Material supplied:

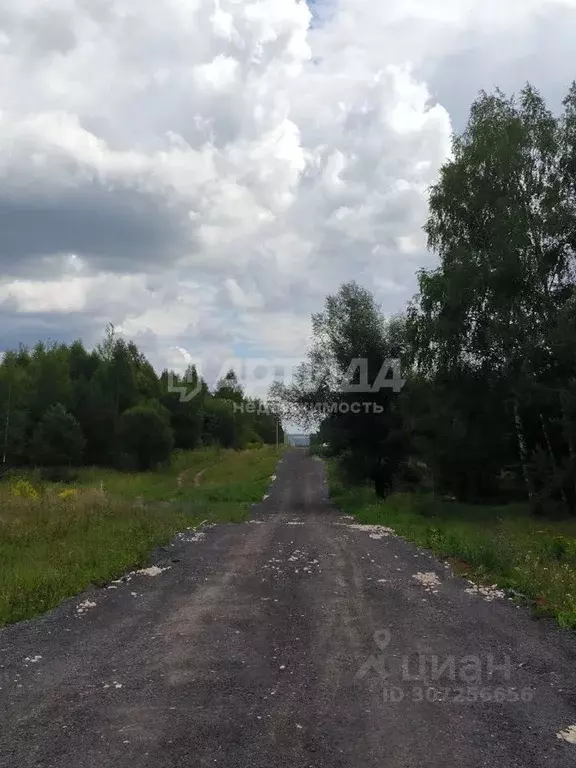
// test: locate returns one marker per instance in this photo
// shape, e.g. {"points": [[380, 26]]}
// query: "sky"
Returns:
{"points": [[202, 173]]}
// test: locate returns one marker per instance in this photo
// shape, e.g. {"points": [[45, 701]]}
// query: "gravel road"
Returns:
{"points": [[296, 639]]}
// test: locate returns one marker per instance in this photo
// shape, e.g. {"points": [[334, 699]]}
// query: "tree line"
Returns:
{"points": [[64, 406], [487, 346]]}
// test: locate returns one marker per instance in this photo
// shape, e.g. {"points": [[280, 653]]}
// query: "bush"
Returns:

Task description: Restate the listing above word for word, and skip the pictures.

The answer:
// test: locate returns one marker per instance in this photo
// shape, e.g. {"points": [[380, 26]]}
// query: "sky"
Returns:
{"points": [[202, 173]]}
// test: locate returns one marker per instance in this photo
// shape, e.g. {"points": [[45, 701]]}
// query: "gravel road"
Returns:
{"points": [[296, 639]]}
// test: locate returns one marker per instance in this photo
// shape, e.g. {"points": [[334, 699]]}
// query: "tree line"
Returns:
{"points": [[64, 406], [487, 346]]}
// test: locate returns one marker per instance in this photo
// shape, e.g. {"points": [[280, 653]]}
// query: "bush"
Returns:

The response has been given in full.